» **Records to use**:
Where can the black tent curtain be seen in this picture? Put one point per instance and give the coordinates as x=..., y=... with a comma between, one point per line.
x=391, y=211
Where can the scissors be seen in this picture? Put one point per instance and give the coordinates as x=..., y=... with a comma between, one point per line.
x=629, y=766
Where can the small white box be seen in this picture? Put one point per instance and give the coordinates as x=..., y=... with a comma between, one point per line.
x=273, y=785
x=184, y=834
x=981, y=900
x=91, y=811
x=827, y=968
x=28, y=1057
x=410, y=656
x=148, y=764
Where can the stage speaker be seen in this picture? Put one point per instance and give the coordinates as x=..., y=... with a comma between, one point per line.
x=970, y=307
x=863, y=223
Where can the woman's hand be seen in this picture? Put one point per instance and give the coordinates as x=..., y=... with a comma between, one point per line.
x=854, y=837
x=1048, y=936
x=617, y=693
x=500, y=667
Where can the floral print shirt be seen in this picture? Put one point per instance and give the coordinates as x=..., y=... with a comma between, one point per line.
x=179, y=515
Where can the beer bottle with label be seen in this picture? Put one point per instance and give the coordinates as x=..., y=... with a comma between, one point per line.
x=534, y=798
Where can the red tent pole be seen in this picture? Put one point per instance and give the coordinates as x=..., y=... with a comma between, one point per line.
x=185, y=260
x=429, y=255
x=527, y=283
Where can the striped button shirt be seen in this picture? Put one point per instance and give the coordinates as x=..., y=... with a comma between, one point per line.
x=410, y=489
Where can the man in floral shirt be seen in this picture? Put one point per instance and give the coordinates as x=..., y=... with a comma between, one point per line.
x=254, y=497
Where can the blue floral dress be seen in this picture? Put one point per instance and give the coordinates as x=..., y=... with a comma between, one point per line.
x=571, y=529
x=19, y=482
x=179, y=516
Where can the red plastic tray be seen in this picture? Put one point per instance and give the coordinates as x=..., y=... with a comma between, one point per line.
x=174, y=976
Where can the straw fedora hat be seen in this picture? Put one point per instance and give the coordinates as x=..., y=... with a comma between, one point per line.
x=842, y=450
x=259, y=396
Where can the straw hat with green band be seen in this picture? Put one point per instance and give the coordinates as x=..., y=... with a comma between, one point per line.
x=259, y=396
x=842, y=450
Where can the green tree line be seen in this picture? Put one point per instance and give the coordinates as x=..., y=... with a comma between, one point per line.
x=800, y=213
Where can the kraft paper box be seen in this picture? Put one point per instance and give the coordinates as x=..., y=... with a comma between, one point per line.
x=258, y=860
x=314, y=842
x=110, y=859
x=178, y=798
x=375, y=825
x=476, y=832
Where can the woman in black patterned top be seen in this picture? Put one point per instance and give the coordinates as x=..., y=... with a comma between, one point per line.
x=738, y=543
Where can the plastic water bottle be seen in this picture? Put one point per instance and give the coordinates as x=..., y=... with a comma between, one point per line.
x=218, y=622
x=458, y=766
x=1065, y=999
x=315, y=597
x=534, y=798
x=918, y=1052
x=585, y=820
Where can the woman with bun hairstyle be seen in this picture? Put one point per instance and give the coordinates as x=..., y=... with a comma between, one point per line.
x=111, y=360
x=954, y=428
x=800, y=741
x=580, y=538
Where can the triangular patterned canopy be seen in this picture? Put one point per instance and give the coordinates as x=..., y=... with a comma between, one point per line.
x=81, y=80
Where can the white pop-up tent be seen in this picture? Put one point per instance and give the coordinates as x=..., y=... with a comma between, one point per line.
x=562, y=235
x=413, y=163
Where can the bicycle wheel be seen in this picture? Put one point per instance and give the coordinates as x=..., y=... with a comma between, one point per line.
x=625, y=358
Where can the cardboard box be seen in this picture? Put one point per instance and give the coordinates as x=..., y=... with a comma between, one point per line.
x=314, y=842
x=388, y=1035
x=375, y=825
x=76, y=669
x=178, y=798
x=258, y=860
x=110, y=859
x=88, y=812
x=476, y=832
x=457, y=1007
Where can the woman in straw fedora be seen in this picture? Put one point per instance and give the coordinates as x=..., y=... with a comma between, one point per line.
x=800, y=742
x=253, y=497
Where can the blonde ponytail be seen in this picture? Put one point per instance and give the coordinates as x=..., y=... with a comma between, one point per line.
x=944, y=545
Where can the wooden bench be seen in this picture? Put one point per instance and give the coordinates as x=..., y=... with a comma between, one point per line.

» **What you should do**: Format all of the lines above as a numbered list, leaving out any blank lines.

» **Task answer**:
1. Where can the black tent curtain be seen in this picture? Put one point per instance and give the coordinates as x=..., y=... with a comma between, one point per line.
2. x=391, y=211
3. Where can the scissors be seen in this picture? Put one point per instance and give the coordinates as x=..., y=... with a comma between, one point per line.
4. x=629, y=766
5. Where can the small white box be seen in this picture? Put one point per instance and give the coordinates as x=..., y=... with a comma between, one point per line.
6. x=273, y=785
7. x=184, y=834
8. x=981, y=900
9. x=91, y=811
10. x=827, y=968
11. x=28, y=1057
12. x=410, y=656
13. x=148, y=764
14. Where can the stage speaker be seen in this picture? Put one point per instance and give the coordinates as x=..., y=... with a comma between, one point per line.
15. x=970, y=307
16. x=863, y=223
17. Where can the woman's hand be seen in this picture? Put one point per instance and give the coordinates as x=..., y=... with a comma between, one point per line.
18. x=854, y=837
19. x=1048, y=936
20. x=617, y=693
21. x=500, y=667
22. Where can the floral print shirt be seen in this picture? Put one point per instance and give the coordinates as x=..., y=... with a comma between, one point per line.
23. x=179, y=515
24. Where can the beer bottle with label be seen in this picture? Put one point per instance and give the coordinates as x=..., y=... with a comma between, one point per line.
25. x=534, y=798
26. Where can the red tent pole be seen in this picture? Put one point per instance and give the coordinates as x=..., y=... with a comma between, one point per line.
27. x=185, y=260
28. x=429, y=255
29. x=527, y=283
30. Where can the striped button shirt be seen in this picture? Put one point per instance and give the coordinates as x=..., y=... with a comma between, one point per line.
31. x=410, y=489
32. Where can the man in floral shirt be seen in this picture? Put one point per instance and give the coordinates as x=..., y=... with a comma between, one point per line.
33. x=254, y=497
34. Where can the blue floral dress be seen in this picture? Put one point per instance and give the coordinates as x=..., y=... with a comma between, one point per line.
35. x=571, y=529
36. x=19, y=482
37. x=179, y=516
38. Where can the red plastic tray be seen in this picture? Put one point per instance and give the coordinates as x=..., y=... with a comma between, one point per line.
39. x=174, y=976
40. Where can the straw fedora hat be seen in this picture? Put one point per instance and give the coordinates as x=..., y=... with a comma between, one point per line.
41. x=842, y=450
42. x=259, y=396
43. Where can the straw hat with green band be seen in this picture? Put one point per instance and give the coordinates as x=..., y=... with a comma between, one point per line.
44. x=259, y=396
45. x=842, y=450
46. Where can the green tree line be seen in this picture? Put one point per instance and give the coordinates as x=..., y=... with a comma between, one point per line.
47. x=800, y=213
48. Where can the kraft paper box be seen in this picture? Put one point per instance and give the coordinates as x=..., y=... with a comma between, one point per line.
49. x=258, y=860
50. x=314, y=842
51. x=110, y=859
52. x=178, y=798
53. x=375, y=825
54. x=476, y=832
55. Where can the woman in black patterned top be seen in this picture? Put one point per instance and give the coordinates as x=..., y=... with a comma between, one point per line.
56. x=738, y=543
57. Where can the plastic water bottle be seen in this picture? Put one point per instance and give the coordinates as x=..., y=... with a comma between, one point per line.
58. x=218, y=622
59. x=458, y=766
60. x=1065, y=999
61. x=315, y=597
62. x=534, y=798
63. x=918, y=1052
64. x=585, y=820
65. Where can the woman with bun hairstyle be seen in this picture? Put one point per instance and give the coordinates as x=..., y=... with a comma between, one point per line.
66. x=111, y=360
67. x=954, y=428
68. x=800, y=741
69. x=580, y=538
70. Where can the triangular patterned canopy be seen in this picture? Put one point per instance and give the coordinates as x=..., y=... with a comma between, one point per line.
71. x=81, y=80
72. Where can the white pop-up tent be seen in this picture? Put one point per instance and give the coordinates as x=..., y=... with a comma between, one point per line.
73. x=562, y=235
74. x=413, y=163
75. Where can the bicycle wheel be seen in this picture? Put one point per instance and give the coordinates as x=..., y=... with a comma between, one point per line.
76. x=625, y=358
77. Where can the cardboard box be seen in this picture? Put one point per instance and give the coordinates as x=..., y=... with a comma between, one point per line.
78. x=314, y=842
79. x=388, y=1035
80. x=375, y=825
81. x=76, y=669
82. x=178, y=798
83. x=258, y=860
84. x=110, y=859
85. x=88, y=812
86. x=476, y=832
87. x=457, y=1007
88. Where can the woman in straw fedora be seen in this picture? Put one point per instance and give the coordinates as x=..., y=... with a comma between, one point per line.
89. x=800, y=742
90. x=253, y=497
91. Where can the blonde ponytail be seen in this picture? Put one point per instance and give the coordinates as x=..., y=... with a comma between, one point per line.
92. x=944, y=545
93. Where can the wooden bench be seen in this picture? Put one point per instance and give the coordinates as x=..., y=... with a comma between, one point per line.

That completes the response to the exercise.